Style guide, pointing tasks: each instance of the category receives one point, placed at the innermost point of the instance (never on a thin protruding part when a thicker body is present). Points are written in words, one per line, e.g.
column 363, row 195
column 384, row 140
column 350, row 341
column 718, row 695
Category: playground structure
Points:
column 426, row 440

* * * * * * * * *

→ **PROBLEM**: Update the rows above, replacing "playground structure" with "climbing frame" and leaving everything else unchanged.

→ **THE RESULT**:
Style guide, pointing tasks: each instance of the category receives one point, placed at the innermost point of the instance (never on a thin protruding part when a thicker body is present). Points are written in words, one per line, e.g.
column 363, row 195
column 384, row 140
column 350, row 341
column 718, row 695
Category: climbing frame
Points:
column 426, row 440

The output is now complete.